__REQUIRED WORK__
Write the entries below out again without a single difference.
BEGIN ENTRIES SHOWN
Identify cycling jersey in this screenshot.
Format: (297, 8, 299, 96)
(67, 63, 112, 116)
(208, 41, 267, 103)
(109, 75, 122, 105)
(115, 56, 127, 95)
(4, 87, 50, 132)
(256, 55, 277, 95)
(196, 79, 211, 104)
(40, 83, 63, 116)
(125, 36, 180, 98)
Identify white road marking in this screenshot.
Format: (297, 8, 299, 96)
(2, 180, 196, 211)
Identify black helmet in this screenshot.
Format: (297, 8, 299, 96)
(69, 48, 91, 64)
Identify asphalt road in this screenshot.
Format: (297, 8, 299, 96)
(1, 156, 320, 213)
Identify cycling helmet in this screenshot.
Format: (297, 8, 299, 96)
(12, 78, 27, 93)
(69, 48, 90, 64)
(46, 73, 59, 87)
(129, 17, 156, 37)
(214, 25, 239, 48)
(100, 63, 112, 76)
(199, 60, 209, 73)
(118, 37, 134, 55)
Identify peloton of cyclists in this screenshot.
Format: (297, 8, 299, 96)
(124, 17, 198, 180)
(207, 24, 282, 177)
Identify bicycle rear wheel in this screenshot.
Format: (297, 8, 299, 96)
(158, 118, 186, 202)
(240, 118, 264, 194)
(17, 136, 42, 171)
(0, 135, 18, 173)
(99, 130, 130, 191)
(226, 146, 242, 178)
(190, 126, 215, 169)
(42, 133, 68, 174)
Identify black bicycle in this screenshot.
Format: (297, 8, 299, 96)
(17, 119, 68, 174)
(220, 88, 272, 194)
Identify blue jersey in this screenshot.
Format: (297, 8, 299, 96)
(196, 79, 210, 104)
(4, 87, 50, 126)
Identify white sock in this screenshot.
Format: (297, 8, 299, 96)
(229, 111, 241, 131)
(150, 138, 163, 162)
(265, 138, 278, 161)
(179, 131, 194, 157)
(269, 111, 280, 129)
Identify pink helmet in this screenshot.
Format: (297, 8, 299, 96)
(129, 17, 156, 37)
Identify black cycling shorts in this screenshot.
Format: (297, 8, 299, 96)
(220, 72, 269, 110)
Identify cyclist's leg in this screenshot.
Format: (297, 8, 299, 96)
END ENTRIES SHOWN
__PROBLEM SOLUTION__
Identify cycling jersey in this screenshot.
Format: (297, 8, 299, 96)
(67, 63, 112, 116)
(208, 41, 267, 103)
(109, 75, 122, 105)
(115, 56, 127, 95)
(4, 87, 50, 132)
(256, 55, 277, 95)
(196, 79, 211, 104)
(40, 83, 63, 116)
(125, 36, 180, 98)
Identify white road marking in this screenshot.
Format: (297, 8, 299, 96)
(2, 180, 196, 211)
Identify black helmet in this screenshot.
Format: (297, 8, 299, 96)
(69, 48, 91, 64)
Identify asphalt road in this screenshot.
Format: (297, 8, 299, 96)
(1, 156, 320, 213)
Identify cycling helmet in this screenshot.
Format: (297, 8, 299, 96)
(12, 78, 27, 93)
(69, 48, 90, 64)
(46, 73, 59, 87)
(129, 17, 156, 37)
(214, 25, 239, 48)
(100, 63, 112, 76)
(199, 60, 209, 73)
(118, 37, 134, 55)
Identify peloton of cyclists in this screenshot.
Format: (297, 8, 299, 96)
(124, 17, 198, 180)
(207, 24, 282, 177)
Identify bicycle rear wheel in this screenshot.
Format: (297, 8, 299, 96)
(158, 118, 186, 202)
(240, 118, 264, 194)
(17, 136, 42, 171)
(0, 135, 18, 173)
(99, 130, 130, 191)
(226, 146, 242, 178)
(190, 126, 215, 169)
(42, 133, 68, 174)
Identify black bicycle in this screenshot.
Format: (297, 8, 299, 96)
(17, 119, 68, 174)
(220, 88, 272, 194)
Identify blue jersey in this screenshot.
Format: (297, 8, 299, 96)
(196, 79, 210, 104)
(4, 87, 50, 126)
Identify white sock in this screenshot.
Format: (297, 8, 299, 96)
(229, 111, 241, 131)
(150, 138, 163, 162)
(265, 138, 278, 161)
(179, 131, 194, 157)
(269, 111, 280, 129)
Identify pink helmet in this screenshot.
Format: (297, 8, 299, 96)
(129, 17, 156, 37)
Identify black cycling shorts in this screenshot.
Format: (297, 8, 299, 96)
(220, 72, 269, 110)
Identify cyclist's leg in this screenshot.
Format: (297, 8, 299, 96)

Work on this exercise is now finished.